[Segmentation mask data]
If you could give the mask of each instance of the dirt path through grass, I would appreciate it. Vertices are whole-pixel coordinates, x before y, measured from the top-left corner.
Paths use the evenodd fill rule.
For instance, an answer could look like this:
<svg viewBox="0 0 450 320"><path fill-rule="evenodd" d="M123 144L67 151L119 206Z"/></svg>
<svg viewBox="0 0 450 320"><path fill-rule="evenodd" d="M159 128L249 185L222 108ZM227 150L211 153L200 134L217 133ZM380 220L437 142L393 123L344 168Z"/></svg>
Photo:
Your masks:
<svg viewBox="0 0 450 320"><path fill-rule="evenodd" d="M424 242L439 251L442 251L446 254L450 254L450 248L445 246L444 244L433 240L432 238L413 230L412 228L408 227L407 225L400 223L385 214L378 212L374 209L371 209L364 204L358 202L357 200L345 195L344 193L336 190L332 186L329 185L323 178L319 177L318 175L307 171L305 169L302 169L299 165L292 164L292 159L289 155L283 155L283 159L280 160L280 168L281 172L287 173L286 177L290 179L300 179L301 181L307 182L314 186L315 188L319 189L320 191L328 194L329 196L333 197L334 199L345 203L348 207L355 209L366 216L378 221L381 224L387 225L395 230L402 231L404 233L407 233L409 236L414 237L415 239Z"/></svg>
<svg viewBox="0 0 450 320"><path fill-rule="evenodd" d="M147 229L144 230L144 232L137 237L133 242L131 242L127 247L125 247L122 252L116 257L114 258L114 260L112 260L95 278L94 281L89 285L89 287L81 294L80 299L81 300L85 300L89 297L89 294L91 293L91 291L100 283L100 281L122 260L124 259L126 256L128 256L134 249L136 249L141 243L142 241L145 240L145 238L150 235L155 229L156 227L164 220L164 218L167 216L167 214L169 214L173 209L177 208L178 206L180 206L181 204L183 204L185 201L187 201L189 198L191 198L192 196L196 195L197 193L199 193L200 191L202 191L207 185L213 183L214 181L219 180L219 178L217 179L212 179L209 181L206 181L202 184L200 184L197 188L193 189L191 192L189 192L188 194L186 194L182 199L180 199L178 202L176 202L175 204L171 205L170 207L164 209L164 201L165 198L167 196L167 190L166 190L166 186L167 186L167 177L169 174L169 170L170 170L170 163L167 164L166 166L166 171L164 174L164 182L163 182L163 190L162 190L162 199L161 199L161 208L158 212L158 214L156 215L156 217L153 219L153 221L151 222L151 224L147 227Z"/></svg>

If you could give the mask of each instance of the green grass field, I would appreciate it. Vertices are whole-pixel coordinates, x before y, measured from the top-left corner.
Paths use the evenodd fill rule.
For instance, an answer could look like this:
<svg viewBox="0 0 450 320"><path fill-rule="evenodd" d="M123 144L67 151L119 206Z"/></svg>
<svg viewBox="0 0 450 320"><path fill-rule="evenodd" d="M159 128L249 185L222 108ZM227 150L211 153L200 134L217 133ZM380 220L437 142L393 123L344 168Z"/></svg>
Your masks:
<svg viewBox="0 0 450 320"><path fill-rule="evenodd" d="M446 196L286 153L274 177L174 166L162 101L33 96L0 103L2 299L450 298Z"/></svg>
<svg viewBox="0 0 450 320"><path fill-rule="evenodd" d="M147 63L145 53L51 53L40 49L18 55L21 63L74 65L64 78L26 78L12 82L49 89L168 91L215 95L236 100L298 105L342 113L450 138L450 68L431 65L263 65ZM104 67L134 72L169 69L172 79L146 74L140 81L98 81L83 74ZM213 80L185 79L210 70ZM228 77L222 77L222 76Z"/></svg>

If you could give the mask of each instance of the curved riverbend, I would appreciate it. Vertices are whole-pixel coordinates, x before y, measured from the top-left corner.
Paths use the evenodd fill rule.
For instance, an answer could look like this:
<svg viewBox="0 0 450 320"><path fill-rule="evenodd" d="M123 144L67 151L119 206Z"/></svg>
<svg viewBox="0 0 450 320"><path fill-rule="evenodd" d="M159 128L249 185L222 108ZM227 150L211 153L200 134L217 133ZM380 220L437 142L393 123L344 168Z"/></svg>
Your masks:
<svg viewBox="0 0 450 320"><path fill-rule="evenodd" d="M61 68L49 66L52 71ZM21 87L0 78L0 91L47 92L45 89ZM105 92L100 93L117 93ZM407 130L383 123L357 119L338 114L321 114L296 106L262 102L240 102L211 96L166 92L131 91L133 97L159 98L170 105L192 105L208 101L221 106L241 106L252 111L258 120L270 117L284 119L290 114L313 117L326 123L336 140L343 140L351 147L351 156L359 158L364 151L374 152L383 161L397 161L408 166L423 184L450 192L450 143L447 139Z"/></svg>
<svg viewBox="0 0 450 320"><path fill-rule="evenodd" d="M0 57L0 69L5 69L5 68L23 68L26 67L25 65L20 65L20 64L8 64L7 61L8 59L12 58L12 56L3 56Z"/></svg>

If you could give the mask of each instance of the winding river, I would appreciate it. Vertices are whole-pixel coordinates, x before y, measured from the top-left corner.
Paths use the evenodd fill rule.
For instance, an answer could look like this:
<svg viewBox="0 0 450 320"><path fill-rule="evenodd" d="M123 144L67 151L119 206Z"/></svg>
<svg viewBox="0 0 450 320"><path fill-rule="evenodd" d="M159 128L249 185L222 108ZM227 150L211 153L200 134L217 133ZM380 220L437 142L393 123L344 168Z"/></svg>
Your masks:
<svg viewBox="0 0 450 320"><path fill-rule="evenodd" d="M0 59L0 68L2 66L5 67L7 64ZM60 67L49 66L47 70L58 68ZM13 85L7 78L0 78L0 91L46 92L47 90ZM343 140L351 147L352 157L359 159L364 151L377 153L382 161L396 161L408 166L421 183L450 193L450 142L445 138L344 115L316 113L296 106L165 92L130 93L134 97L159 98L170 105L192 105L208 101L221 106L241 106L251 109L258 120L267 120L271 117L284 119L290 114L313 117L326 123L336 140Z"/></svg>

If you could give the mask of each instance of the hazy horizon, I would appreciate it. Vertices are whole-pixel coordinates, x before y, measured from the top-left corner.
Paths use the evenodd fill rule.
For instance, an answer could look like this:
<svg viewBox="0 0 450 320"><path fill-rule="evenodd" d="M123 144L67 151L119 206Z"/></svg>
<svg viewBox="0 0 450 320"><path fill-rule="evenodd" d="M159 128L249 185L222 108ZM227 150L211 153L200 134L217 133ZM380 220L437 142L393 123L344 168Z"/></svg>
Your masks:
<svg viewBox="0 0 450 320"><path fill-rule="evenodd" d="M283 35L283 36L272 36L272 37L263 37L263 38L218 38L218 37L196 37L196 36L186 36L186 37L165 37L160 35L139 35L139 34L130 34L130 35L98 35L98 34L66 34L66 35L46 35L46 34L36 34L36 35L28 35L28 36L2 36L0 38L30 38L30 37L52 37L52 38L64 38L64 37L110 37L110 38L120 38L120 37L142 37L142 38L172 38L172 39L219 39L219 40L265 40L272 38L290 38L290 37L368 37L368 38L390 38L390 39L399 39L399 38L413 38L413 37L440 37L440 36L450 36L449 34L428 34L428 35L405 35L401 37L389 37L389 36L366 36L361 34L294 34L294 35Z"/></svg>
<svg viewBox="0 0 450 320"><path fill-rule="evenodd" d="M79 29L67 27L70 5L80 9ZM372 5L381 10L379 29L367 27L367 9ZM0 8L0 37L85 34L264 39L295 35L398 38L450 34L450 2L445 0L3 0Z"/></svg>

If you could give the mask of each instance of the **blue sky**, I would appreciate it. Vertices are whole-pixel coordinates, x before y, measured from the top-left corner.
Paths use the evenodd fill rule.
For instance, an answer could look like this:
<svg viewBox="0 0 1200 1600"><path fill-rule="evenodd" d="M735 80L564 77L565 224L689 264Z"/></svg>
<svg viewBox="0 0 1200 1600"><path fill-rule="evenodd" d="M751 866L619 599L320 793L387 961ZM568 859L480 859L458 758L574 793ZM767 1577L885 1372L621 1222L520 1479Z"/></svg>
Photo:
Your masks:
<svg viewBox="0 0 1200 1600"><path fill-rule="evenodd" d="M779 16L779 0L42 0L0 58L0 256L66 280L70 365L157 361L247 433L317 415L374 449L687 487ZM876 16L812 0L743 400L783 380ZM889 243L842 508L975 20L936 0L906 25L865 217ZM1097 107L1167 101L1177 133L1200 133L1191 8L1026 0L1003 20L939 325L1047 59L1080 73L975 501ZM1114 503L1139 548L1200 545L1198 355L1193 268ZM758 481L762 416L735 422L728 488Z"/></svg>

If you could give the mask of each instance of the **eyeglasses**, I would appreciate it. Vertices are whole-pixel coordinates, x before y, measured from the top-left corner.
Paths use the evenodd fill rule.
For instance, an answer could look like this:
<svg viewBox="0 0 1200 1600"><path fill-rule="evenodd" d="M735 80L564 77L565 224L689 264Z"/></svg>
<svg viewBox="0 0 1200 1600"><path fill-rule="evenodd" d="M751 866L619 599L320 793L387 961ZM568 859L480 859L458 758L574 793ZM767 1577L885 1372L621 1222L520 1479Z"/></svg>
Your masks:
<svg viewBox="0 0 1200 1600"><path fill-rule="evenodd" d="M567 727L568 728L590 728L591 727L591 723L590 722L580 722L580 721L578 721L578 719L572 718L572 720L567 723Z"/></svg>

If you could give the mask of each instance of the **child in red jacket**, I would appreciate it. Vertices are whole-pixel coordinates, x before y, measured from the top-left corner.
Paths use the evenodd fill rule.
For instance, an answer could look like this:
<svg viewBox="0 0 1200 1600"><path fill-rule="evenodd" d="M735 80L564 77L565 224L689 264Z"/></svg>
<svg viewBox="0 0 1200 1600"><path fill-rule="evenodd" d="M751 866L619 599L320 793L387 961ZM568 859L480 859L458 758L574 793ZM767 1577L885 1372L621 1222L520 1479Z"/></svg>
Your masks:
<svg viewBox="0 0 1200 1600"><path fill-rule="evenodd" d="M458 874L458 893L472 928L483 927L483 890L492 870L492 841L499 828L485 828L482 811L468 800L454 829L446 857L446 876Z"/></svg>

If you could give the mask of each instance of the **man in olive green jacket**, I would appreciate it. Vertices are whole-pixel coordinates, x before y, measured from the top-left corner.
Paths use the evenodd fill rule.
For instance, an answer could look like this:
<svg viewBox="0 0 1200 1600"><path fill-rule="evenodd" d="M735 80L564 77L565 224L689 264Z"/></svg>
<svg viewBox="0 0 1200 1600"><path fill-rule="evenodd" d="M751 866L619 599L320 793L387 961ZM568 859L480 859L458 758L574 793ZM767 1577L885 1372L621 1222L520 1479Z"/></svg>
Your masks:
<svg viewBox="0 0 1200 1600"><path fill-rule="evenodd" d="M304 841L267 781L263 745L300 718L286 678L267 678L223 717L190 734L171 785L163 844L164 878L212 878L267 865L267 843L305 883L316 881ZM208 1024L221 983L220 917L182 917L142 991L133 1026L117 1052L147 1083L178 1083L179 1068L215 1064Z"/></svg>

_How to complete this task:_ Please go through the data above and copy every line that has the word "grass".

_Response area:_
If you could give the mask of each instance of the dirt path through grass, I would appreciate it. Vertices are whole-pixel coordinates, x before y, measured from the top-left corner.
If you could give the mask of each instance of the green grass field, I would appreciate it. Vertices are whole-pixel coordinates, x before y, measured from the top-left corner.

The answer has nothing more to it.